Data excerpts:
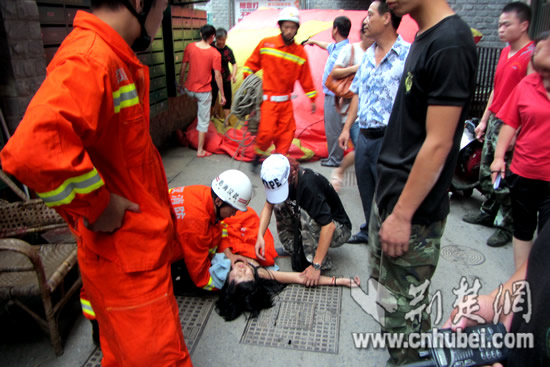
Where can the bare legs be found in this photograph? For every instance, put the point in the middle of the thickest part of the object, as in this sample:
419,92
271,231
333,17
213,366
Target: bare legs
521,251
337,176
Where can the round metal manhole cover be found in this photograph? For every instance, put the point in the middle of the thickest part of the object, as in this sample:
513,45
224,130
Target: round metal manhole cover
463,255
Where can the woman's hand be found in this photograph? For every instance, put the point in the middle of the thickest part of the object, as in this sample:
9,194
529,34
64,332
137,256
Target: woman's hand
260,248
311,276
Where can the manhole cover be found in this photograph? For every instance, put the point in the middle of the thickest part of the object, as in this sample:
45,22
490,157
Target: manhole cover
463,255
302,318
193,313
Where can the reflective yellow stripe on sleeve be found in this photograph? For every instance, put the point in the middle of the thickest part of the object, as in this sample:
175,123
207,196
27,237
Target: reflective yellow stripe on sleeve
312,94
87,307
210,286
282,55
64,194
125,96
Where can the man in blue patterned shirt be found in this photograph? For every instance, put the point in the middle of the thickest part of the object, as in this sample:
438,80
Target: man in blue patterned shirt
333,120
375,86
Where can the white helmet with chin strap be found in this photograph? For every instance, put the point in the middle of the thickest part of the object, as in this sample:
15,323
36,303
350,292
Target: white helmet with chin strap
234,188
289,14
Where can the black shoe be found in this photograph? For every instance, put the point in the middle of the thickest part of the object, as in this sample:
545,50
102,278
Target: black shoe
480,218
500,238
95,332
358,238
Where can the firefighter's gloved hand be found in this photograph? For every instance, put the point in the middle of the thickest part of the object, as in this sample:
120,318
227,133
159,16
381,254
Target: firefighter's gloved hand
480,131
112,217
260,248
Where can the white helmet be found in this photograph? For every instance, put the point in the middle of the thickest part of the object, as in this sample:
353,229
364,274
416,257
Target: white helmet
290,14
234,188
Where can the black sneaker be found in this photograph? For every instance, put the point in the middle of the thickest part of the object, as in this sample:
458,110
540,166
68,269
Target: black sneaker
500,238
358,238
480,218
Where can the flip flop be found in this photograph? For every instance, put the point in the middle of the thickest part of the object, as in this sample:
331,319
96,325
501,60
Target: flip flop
205,154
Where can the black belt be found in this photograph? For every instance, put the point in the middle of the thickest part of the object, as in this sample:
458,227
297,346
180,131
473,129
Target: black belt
374,133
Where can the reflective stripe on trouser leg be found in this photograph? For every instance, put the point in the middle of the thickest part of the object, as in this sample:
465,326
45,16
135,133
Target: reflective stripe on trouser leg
137,312
413,268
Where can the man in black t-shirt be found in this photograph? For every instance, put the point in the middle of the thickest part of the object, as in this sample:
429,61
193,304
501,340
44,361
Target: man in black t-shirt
227,76
305,205
417,160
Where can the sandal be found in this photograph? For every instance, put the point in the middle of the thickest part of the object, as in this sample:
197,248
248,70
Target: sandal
205,154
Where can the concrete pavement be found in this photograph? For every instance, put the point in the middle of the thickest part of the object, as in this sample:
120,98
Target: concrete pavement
464,254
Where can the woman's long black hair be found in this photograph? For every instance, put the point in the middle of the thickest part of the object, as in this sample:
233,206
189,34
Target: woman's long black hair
252,296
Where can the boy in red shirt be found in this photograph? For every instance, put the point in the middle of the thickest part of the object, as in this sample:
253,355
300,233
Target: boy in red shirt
511,68
526,110
202,59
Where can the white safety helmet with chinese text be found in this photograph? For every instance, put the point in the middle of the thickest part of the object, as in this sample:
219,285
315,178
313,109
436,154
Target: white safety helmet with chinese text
289,14
234,188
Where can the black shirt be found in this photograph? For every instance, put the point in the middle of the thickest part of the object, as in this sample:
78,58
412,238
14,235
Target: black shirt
440,70
227,58
538,279
318,198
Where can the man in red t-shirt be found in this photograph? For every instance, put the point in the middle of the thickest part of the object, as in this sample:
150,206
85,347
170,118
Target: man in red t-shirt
202,59
512,66
526,110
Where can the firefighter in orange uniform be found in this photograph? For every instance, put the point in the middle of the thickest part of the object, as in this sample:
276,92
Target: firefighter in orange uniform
283,63
84,147
200,210
240,233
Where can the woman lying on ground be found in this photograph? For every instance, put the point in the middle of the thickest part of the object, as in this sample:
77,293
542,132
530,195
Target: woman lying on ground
251,288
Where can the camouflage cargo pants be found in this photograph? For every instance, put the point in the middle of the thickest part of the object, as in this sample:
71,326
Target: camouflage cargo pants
404,277
285,214
500,198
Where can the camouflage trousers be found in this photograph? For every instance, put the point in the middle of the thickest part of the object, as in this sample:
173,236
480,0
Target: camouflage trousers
405,281
286,216
499,198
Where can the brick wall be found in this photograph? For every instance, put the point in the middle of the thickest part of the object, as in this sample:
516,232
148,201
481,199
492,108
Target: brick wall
482,15
23,66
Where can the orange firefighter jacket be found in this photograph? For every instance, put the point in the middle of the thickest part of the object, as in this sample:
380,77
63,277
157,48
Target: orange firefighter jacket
239,233
85,134
282,65
198,230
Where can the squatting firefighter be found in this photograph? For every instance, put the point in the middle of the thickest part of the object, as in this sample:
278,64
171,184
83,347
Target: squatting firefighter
283,63
93,160
200,211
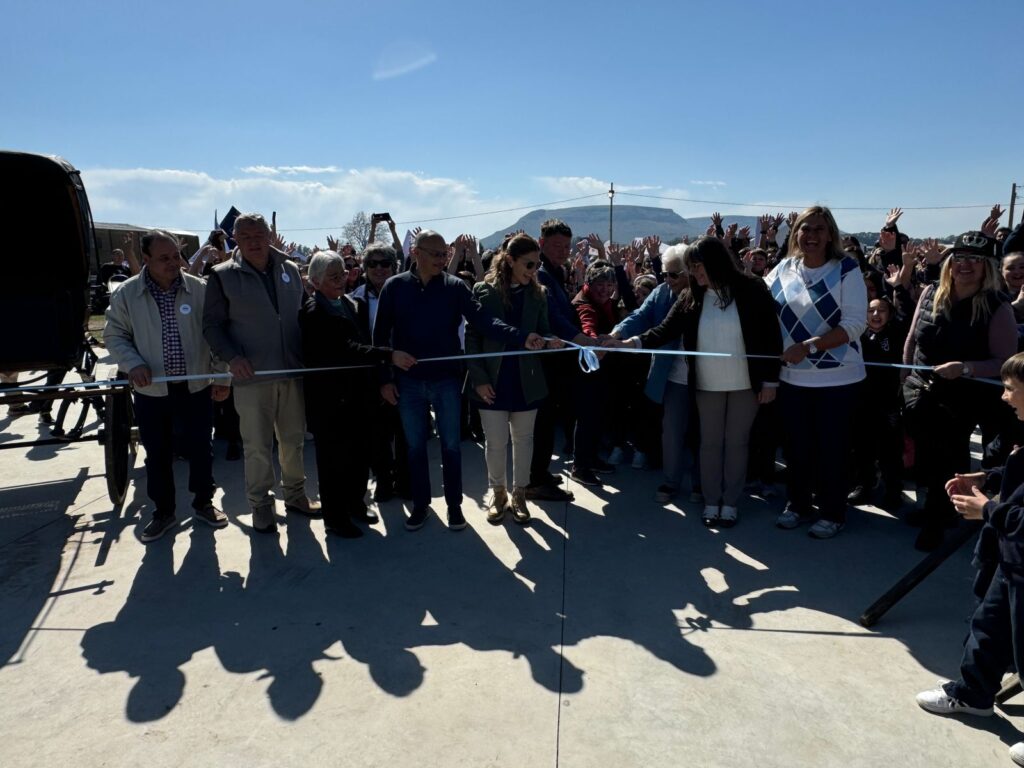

Work to be completed: Your answer must restate the entries word for word and contain no pictures.

Exercise solution:
Where can the bare legs be found in this photograph? For every instance, put the point in the middle of the thickest part of the object, as in this sample:
419,92
271,231
333,17
213,366
Target: bare legs
521,251
337,176
Where can the round metal manhole cover be found in this photograph? For every instance, put the point in the middle of the thickest part of the object, as in this sample:
513,45
224,130
Target: round metal manhole cover
463,255
Where can the woman's hand be found in this photograph? For every instance, put the point in the middle of the thickest part of the object, as in this sample:
9,194
529,34
64,332
137,256
Target: woman's hand
260,248
311,276
Where can the manhole cover be found in this photograph? For every instance, put the point in the middle of the thickest part of the object, as in this sample:
45,22
490,157
Target: manhole cover
463,255
302,318
193,313
Where can the reflective yellow stripe on sleeve be found in this photograph? For every instance, put the point in the middle of the thickest part of the object, as in this sample:
175,123
207,196
27,237
Target: reflective yellow stripe on sleeve
312,94
87,307
210,286
282,55
64,194
125,96
Where can the man in blue patterned shirt be found in this photograph? For every instance, put the point in the middle of the thickest part of the object, as in this sample:
438,80
Target: man in blue patterned shirt
333,120
375,86
Where can the white helmet with chin strap be found in this photograph? For every instance, put the point in the middle of the thickest part of the object, as in this sample:
15,323
36,303
350,292
Target: white helmet with chin strap
234,188
289,14
Where can the black shoe be found in this photograph? For every instance, put the point in the middle of the thickest part of the object, as in this sample:
545,50
102,278
Target: black shoe
480,218
500,238
95,332
358,238
Where can the firefighter's gloved hand be found in this photograph? For every instance, put the point in the middle of the thickest part of the object, as in this sample:
120,318
227,133
159,16
381,254
Target: firefighter's gloved hand
480,131
112,217
260,248
Where can the white helmet be found in this photograph? For every instance, put the point in the middle of the thickest part of the object, as in this sample:
353,229
364,274
416,257
Target: white helmet
290,14
234,188
Where can the black sneaker be found in this photograph? For every instance, put the point in the middle of the thickest part of the object, as in this sample:
458,110
540,166
68,269
Target: black sneaker
500,238
358,238
480,218
Where can the flip flop be found in this photograph? For every instance, put the point in the middle of the thickest part of the object, as in this sample:
331,319
96,325
501,60
Target: flip flop
205,154
Where can the black belt be found in this photograph? For every instance, put the point in the middle of the thickest part of the object, as in this sample:
458,227
297,346
180,131
473,129
Target: black belt
374,133
Where can the reflective stripe on trouser leg be found in this photograph? For every instance, put the point in the middle of the thickest part of the object, as in this sample:
465,326
45,16
135,133
Target: reflective stripe on trouser leg
137,312
413,268
Where can the man in black t-shirt be found in this photograph? For every instance, put the point in the middle of the thickest part of the object, as in this sample:
429,61
193,304
501,340
44,361
Target: man in black t-shirt
227,76
305,205
417,160
Where can the sandal be found in this photograph? For every instance, put the point in the middle of the thickest part of the object, as in this sample:
197,248
248,70
Target: sandal
205,154
Where can the concrete pavement be found in this photograph? For every instance, put the point in the middle of the thickest part of the object, as in this sample:
120,98
Target: concrete pavement
464,254
Where can the woman's long black hair be found in this photograph? For every instance, put the point in the middle of the thickest part of the object, as in this sample:
233,206
189,34
Target: woman's long black hair
252,296
Where can the boy in red shirt be found in this photograph? For every instance, put the point in the middle of the thickest part of the object, as in this sample:
253,355
300,233
Target: boy in red shirt
511,68
526,110
202,59
Where can the white safety helmet with chinese text be found in this photograph? For every instance, put the point in the middle of the thickest part of the object, as in this sample:
219,285
315,178
313,109
436,154
Target: white safety helmet with chinese text
289,14
234,188
Where can the black shirt be found in this photograph? For every instance, put the point in the middle of the thickest part of the object, as in this sample:
78,58
412,238
14,235
Target: black shirt
440,70
227,58
538,279
318,198
Where can the man in red t-shirt be found in this photograph? For every instance, put the point in the middle of the thickest part of the object, as in this sample:
150,206
85,347
170,118
Target: man in red t-shirt
202,59
512,66
526,110
Where can the firefighter in orange uniform be found in this photograph? For every instance, put the point in the middle of the thickest part of the object, as in this sample:
276,92
Target: firefighter in orange uniform
283,63
84,147
200,210
240,233
Where can the woman lying on ground be found in this photograph? For every instance, put the point in the middle of the thickest part of the object, as in this sample:
77,293
542,132
530,195
Target: woman lying on ground
251,288
Where can the camouflage cargo pants be found in this photograph? For every instance, put the point in the middle of the thickest part of the object, as in this sample:
71,326
Target: camouflage cargo pants
404,277
285,214
500,198
Where can the camouflage trousers be found in this photograph? For every instance, put the point in the middle of the thickest part of the object, as in this sample:
173,236
480,0
Target: camouflage trousers
405,281
286,216
499,198
Where can the brick wall be found in this photograph? For every instance, put the point in the middle of the thickest part of the object, as in this sample:
516,232
148,201
481,199
492,108
Target: brick wall
482,15
23,66
Where can the orange firefighter jacket be found in this photograph? For every instance, put the point in the middle of the thickest part of the object, as in this sample:
380,77
63,277
157,48
Target: orange firefighter jacket
239,233
85,134
282,65
198,230
Where can the squatting firefighter be found in this photograph? For every instance, put the point in the middle of the thickest part of the object, as in this sample:
278,64
171,184
83,347
Target: squatting firefighter
283,63
93,160
200,211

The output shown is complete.